Requirement 1 => Condense the paragraph of the article that begins "DFA also has strong ties" into a short list of its main facts.

Quoted passage =>
+--

Few investment companies have enjoyed the degree of success marketing their mutual funds through independent financial advisors that Dimensional Fund Advisors (DFA) has. Then again, few mutual fund companies are as out of the mainstream as DFA.

It is, in essence, a company that prides itself on being a maverick. You barely hear anything from this company because it spends next to nothing on marketing and does not sell directly to individual investors.

At its Santa Monica, Calif., headquarters, investment research and trading are not the stuff of smoke-filled rooms and harried equity analysts.

They are instead research and theory emanating from the subdued halls of academia. Two Nobel laureate economists have been affiliated with the company, and one of them, former Long Term Capital Management partner Myron Scholes, sits on the company's mutual fund board.

DFA also has strong ties to economists at the University of Chicago, where its two co-chairmen attended graduate school. It relies heavily on the work of Eugene F. Fama, whose research argues value and small caps always beat growth and large caps over the long run. In the late 1990s, that strategy proved costly to DFA and advisors who relied not only on their funds but also on their appproach to doing business.

Many of DFA's leading disciples in the advisor community have embraced the asset-allocation concept advanced by the firm, Fama and his colleague and fellow researcher Ken French. Research conducted by French concluded the optimal allocation between U.S. and international equities was 50%-50%. Some advisors who work with DFA followed this recommendation and, in the late 1990s, were faced with significant client defections, prompting rival advisors to wonder if the DFA disciples hadn't been brainwashed by too much academic research.

DFA maintains its investment philosophy is based on academic research that relies on the premise of an efficient stock market. In its view, stock picking and market timing are exercises in futility.

The company's co-chairman calls the media talk about stock picking and market timing "investment pornography." Company officials routinely scoff at the notion that anyone walking the earth has the talent to consistently beat the market.

In the age-old debate between passive and active investors, DFA officials are standard-bearers for the passive side and staunchly defend their views. Often brash and outspoken, they take a contemptuous view of active investing: It's a waste of time.

+--

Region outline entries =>
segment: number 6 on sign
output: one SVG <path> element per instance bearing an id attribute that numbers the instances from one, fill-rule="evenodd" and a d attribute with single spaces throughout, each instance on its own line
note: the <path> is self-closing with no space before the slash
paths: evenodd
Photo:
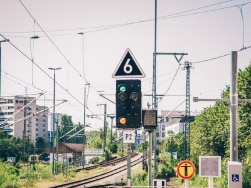
<path id="1" fill-rule="evenodd" d="M 135 130 L 123 130 L 123 143 L 135 143 Z"/>

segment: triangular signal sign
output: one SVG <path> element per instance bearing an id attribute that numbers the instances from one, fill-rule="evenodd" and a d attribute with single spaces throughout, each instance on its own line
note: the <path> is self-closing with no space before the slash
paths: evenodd
<path id="1" fill-rule="evenodd" d="M 131 50 L 126 49 L 121 61 L 117 65 L 113 75 L 113 78 L 116 77 L 133 77 L 133 78 L 143 78 L 145 73 L 142 71 L 138 62 L 134 58 Z"/>

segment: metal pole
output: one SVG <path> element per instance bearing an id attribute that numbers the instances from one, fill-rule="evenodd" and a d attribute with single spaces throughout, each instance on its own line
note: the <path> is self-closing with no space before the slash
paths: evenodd
<path id="1" fill-rule="evenodd" d="M 112 143 L 112 127 L 113 127 L 113 119 L 115 118 L 115 116 L 108 116 L 111 118 L 111 143 Z"/>
<path id="2" fill-rule="evenodd" d="M 54 155 L 55 155 L 55 149 L 54 149 L 54 141 L 55 141 L 55 70 L 54 70 L 54 77 L 53 77 L 53 125 L 52 125 L 52 132 L 53 132 L 53 139 L 52 139 L 52 173 L 55 173 L 55 159 L 54 159 Z"/>
<path id="3" fill-rule="evenodd" d="M 153 109 L 157 108 L 157 102 L 156 102 L 156 51 L 157 51 L 157 0 L 155 0 L 155 11 L 154 11 L 154 54 L 153 54 Z M 152 133 L 151 133 L 152 134 Z M 157 159 L 156 159 L 156 130 L 153 132 L 153 136 L 154 136 L 154 143 L 153 143 L 153 147 L 154 147 L 154 172 L 153 172 L 153 176 L 155 177 L 155 173 L 157 171 Z M 152 142 L 152 139 L 150 139 L 149 137 L 149 144 L 150 142 Z M 149 150 L 152 150 L 149 148 Z M 152 154 L 151 154 L 152 155 Z M 152 161 L 151 161 L 152 162 Z M 150 164 L 150 163 L 149 163 Z M 149 169 L 150 171 L 150 169 Z M 149 176 L 151 176 L 151 171 Z M 149 178 L 150 179 L 150 178 Z M 152 185 L 152 182 L 149 182 Z"/>
<path id="4" fill-rule="evenodd" d="M 127 186 L 131 186 L 131 144 L 127 144 Z"/>
<path id="5" fill-rule="evenodd" d="M 89 83 L 85 84 L 84 87 L 84 125 L 83 125 L 83 151 L 82 151 L 82 158 L 83 158 L 83 169 L 85 165 L 85 145 L 86 145 L 86 136 L 85 136 L 85 116 L 86 116 L 86 86 L 89 85 Z"/>
<path id="6" fill-rule="evenodd" d="M 106 160 L 106 153 L 105 153 L 105 148 L 106 148 L 106 104 L 98 104 L 98 105 L 104 105 L 104 146 L 103 146 L 103 152 L 104 152 L 104 157 Z"/>
<path id="7" fill-rule="evenodd" d="M 54 141 L 55 141 L 55 96 L 56 96 L 56 92 L 55 92 L 55 88 L 56 88 L 56 74 L 55 71 L 56 70 L 60 70 L 61 68 L 49 68 L 50 70 L 53 70 L 54 74 L 53 74 L 53 121 L 52 121 L 52 132 L 53 132 L 53 139 L 52 139 L 52 173 L 55 173 L 55 159 L 54 159 L 54 155 L 55 155 L 55 148 L 54 148 Z M 58 128 L 57 128 L 58 130 Z M 57 139 L 57 134 L 56 134 L 56 139 Z M 57 144 L 57 142 L 56 142 Z"/>
<path id="8" fill-rule="evenodd" d="M 2 97 L 2 46 L 1 43 L 2 42 L 9 42 L 9 39 L 5 39 L 5 40 L 1 40 L 0 41 L 0 101 L 1 101 L 1 97 Z"/>
<path id="9" fill-rule="evenodd" d="M 231 93 L 230 93 L 230 161 L 238 161 L 238 132 L 237 132 L 237 52 L 232 52 Z"/>
<path id="10" fill-rule="evenodd" d="M 106 160 L 106 104 L 104 104 L 104 154 Z"/>
<path id="11" fill-rule="evenodd" d="M 152 142 L 150 140 L 153 139 L 152 131 L 148 131 L 149 138 L 149 148 L 148 148 L 148 186 L 152 186 Z"/>

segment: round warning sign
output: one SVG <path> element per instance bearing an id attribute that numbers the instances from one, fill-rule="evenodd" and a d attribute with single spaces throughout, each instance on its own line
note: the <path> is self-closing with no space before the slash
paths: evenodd
<path id="1" fill-rule="evenodd" d="M 188 160 L 179 162 L 177 167 L 177 174 L 182 179 L 192 178 L 195 174 L 194 164 Z"/>

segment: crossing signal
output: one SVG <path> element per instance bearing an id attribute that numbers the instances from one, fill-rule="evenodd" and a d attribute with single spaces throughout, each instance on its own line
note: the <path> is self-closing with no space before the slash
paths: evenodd
<path id="1" fill-rule="evenodd" d="M 141 127 L 141 81 L 116 80 L 116 127 Z"/>

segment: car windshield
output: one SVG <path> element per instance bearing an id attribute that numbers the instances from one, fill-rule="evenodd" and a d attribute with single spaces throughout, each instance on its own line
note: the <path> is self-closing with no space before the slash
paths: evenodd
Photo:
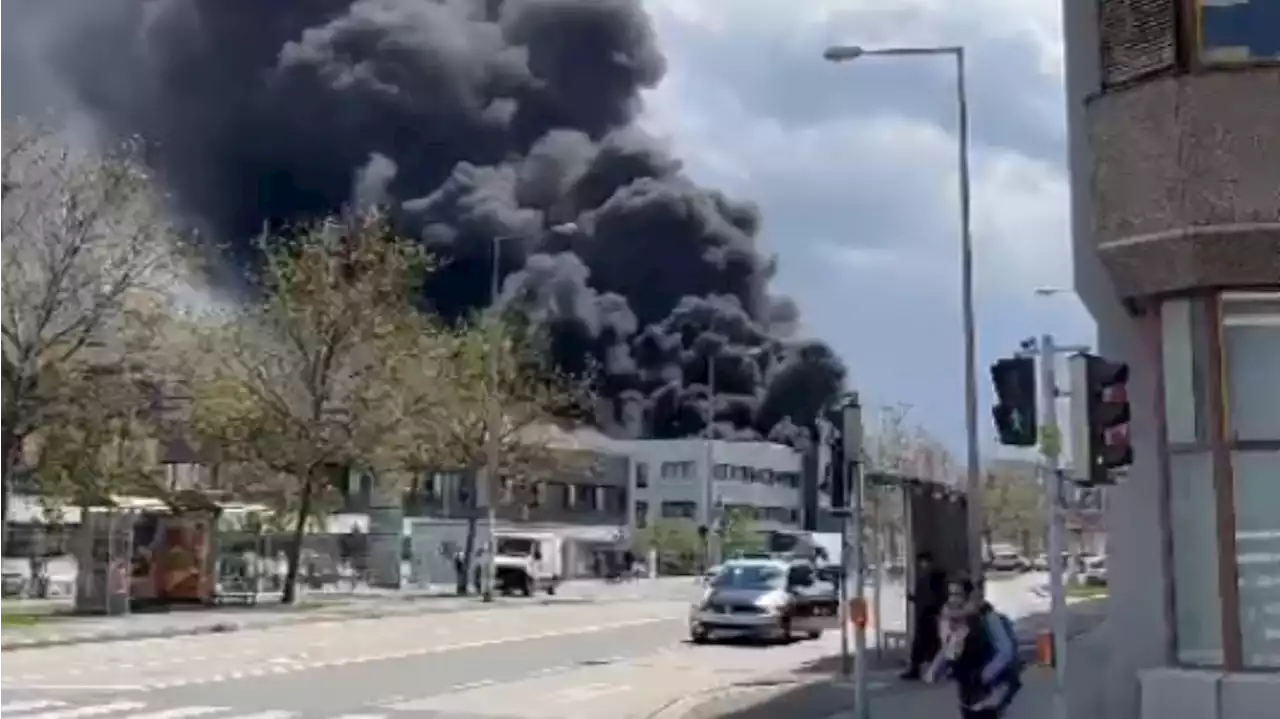
<path id="1" fill-rule="evenodd" d="M 521 537 L 498 537 L 498 554 L 502 557 L 532 557 L 534 540 Z"/>
<path id="2" fill-rule="evenodd" d="M 786 586 L 786 572 L 760 564 L 727 564 L 721 568 L 712 586 L 719 590 L 776 590 Z"/>

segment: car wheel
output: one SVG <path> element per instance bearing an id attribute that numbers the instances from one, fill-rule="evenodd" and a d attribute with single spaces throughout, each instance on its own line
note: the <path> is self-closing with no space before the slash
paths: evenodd
<path id="1" fill-rule="evenodd" d="M 778 619 L 778 644 L 791 644 L 791 618 Z"/>

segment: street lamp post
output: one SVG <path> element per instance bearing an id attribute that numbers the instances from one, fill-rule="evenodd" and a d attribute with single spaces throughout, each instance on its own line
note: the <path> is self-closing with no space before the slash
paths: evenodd
<path id="1" fill-rule="evenodd" d="M 964 322 L 964 413 L 966 449 L 966 505 L 969 519 L 969 572 L 974 580 L 982 578 L 982 467 L 978 455 L 978 358 L 977 329 L 973 308 L 973 202 L 969 178 L 969 92 L 965 87 L 964 47 L 959 45 L 938 47 L 881 47 L 868 50 L 854 45 L 828 47 L 823 58 L 831 63 L 846 63 L 865 56 L 934 56 L 946 55 L 956 64 L 956 134 L 957 164 L 960 170 L 960 306 Z"/>
<path id="2" fill-rule="evenodd" d="M 577 232 L 576 223 L 563 223 L 556 225 L 550 229 L 553 233 L 571 234 Z M 493 262 L 489 267 L 489 311 L 492 316 L 489 317 L 489 351 L 485 353 L 486 375 L 489 377 L 489 391 L 486 397 L 486 413 L 485 418 L 485 468 L 484 468 L 484 489 L 485 489 L 485 519 L 489 525 L 489 551 L 485 555 L 485 582 L 484 591 L 481 592 L 481 599 L 484 601 L 493 601 L 493 589 L 497 583 L 497 571 L 498 567 L 494 563 L 494 557 L 498 550 L 498 461 L 500 452 L 500 438 L 498 435 L 498 426 L 502 423 L 502 407 L 498 403 L 498 344 L 500 336 L 498 334 L 498 298 L 502 294 L 502 243 L 508 239 L 518 239 L 524 235 L 520 234 L 507 234 L 495 235 L 492 243 L 490 255 L 493 256 Z"/>

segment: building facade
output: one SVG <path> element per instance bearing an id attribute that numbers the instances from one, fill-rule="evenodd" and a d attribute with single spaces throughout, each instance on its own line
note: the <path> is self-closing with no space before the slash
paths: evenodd
<path id="1" fill-rule="evenodd" d="M 762 530 L 797 528 L 800 453 L 767 441 L 704 439 L 620 443 L 635 471 L 635 525 L 691 519 L 710 527 L 741 512 Z"/>
<path id="2" fill-rule="evenodd" d="M 1114 719 L 1280 706 L 1280 1 L 1066 1 L 1076 289 L 1130 366 Z"/>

+--

Requirement 2 => Put the records from the line with "segment: car windshield" up to and including the line with "778 619 L 778" into a Markdown table with the columns Row and Record line. Number each row, and leave out blank lines and pictures.

Written solution 1 =>
- DFA has strong ties to economists at the University of Chicago, where its two co-chairmen attended graduate school.
- It relies heavily on the work of Eugene F. Fama, whose research argues that value and small caps always beat growth and large caps over the long run.
- In the late 1990s, that strategy proved costly to DFA and to advisors who relied on both its funds and its approach to doing business.

Written solution 2 =>
| Row | Record line |
|---|---|
| 1 | segment: car windshield |
| 2 | output: one SVG <path> element per instance bearing an id attribute that numbers the instances from one, fill-rule="evenodd" and a d attribute with single spaces throughout, each instance on its own line |
| 3 | note: the <path> is self-closing with no space before the slash |
| 4 | paths: evenodd |
| 5 | Photo: |
| 6 | <path id="1" fill-rule="evenodd" d="M 521 537 L 498 537 L 498 554 L 502 557 L 532 557 L 534 540 Z"/> |
| 7 | <path id="2" fill-rule="evenodd" d="M 786 586 L 786 572 L 760 564 L 727 564 L 721 568 L 712 586 L 719 590 L 776 590 Z"/> |
| 8 | segment: car wheel |
| 9 | output: one SVG <path> element per instance bearing an id attribute that numbers the instances from one, fill-rule="evenodd" and a d attribute with single spaces throughout, each instance on its own line |
| 10 | note: the <path> is self-closing with no space before the slash |
| 11 | paths: evenodd |
| 12 | <path id="1" fill-rule="evenodd" d="M 778 619 L 778 644 L 791 644 L 791 618 Z"/> |